Pointing records
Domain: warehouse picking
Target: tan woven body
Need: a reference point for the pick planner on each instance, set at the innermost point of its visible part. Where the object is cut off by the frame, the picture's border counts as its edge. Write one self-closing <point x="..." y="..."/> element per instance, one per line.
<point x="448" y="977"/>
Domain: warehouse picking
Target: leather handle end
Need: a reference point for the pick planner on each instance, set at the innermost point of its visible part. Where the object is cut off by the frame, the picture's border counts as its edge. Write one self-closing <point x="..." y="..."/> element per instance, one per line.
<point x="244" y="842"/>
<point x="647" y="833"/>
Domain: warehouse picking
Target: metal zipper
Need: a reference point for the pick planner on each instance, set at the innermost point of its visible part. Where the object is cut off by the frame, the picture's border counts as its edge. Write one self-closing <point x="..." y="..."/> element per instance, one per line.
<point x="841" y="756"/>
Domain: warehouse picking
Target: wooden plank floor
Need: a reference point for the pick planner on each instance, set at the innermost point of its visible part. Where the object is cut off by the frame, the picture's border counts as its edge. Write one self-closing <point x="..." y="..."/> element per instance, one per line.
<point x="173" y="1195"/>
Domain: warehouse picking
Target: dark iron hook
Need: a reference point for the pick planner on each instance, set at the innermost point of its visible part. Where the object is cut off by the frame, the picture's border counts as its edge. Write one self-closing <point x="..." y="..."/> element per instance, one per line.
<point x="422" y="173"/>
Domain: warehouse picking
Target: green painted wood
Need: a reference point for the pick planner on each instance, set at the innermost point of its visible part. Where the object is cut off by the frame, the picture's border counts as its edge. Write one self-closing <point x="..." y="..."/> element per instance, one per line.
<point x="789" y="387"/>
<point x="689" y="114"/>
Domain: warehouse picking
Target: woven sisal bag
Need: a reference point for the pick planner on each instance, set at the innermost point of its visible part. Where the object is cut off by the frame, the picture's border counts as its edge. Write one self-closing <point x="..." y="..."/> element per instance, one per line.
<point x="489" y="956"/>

■ **TASK INSTRUCTIONS**
Return the listing above word for word.

■ **EXERCISE RESULT**
Domain: warehouse picking
Target: tan woven body
Need: a reference point for the pick planner on each instance, set at the innermost point of its visible part. Where the object is cut off by the frame, the picture's border counts as its edge. Write one self-closing <point x="..." y="..."/> element per instance, one per line.
<point x="448" y="977"/>
Domain: warehouse picking
Target: leather handle end
Need: a reference point for the pick planner on each instance, set at the innermost point of its visible part. Where the object is cut off by the frame, the picture's border counts as its edge. Write one self-closing <point x="..." y="..."/> element per instance, one per line.
<point x="244" y="842"/>
<point x="647" y="833"/>
Domain: warehouse picking
Target: metal zipper
Need: a reference point for the pick planner on each instance, set at the innermost point of its visible part. Where the object is cut off by the frame, the picture's border counts as its edge. Write one self-closing <point x="..." y="..."/> element per instance, one per line.
<point x="841" y="756"/>
Domain: warehouse picking
Target: wooden plank floor
Need: a reference point for the pick planner on each instance, set at the innermost point of its visible part. Where the object is cut off by the frame, the picture's border counts as its edge. Write one self-closing <point x="..." y="..."/> element per instance, one per line.
<point x="173" y="1195"/>
Domain: warehouse picking
Target: dark iron hook
Need: a reference point for the pick planner on each instance, set at the innermost point of its visible part. Where the object is cut off by the frame, the picture's border counts as its edge. Write one self-closing <point x="..." y="..."/> element per instance, one per line.
<point x="422" y="173"/>
Domain: warehouse picking
Target: green painted wood
Need: a reference point for the pick planner on each instance, set at the innermost point of its visible part. Where the object is cut off by the frame, the picture's border counts as its edge. Write one self-closing <point x="..." y="..."/> element per instance, one per line.
<point x="789" y="387"/>
<point x="689" y="114"/>
Domain: warehouse picking
Target: woven sisal bag
Need: a reference point for the pick planner on each instance, set at the innermost point of its visible part. Where the object is cut off by the frame, the picture's border counts as its edge. Write one self-closing <point x="..." y="..."/> element per instance, one per line.
<point x="489" y="956"/>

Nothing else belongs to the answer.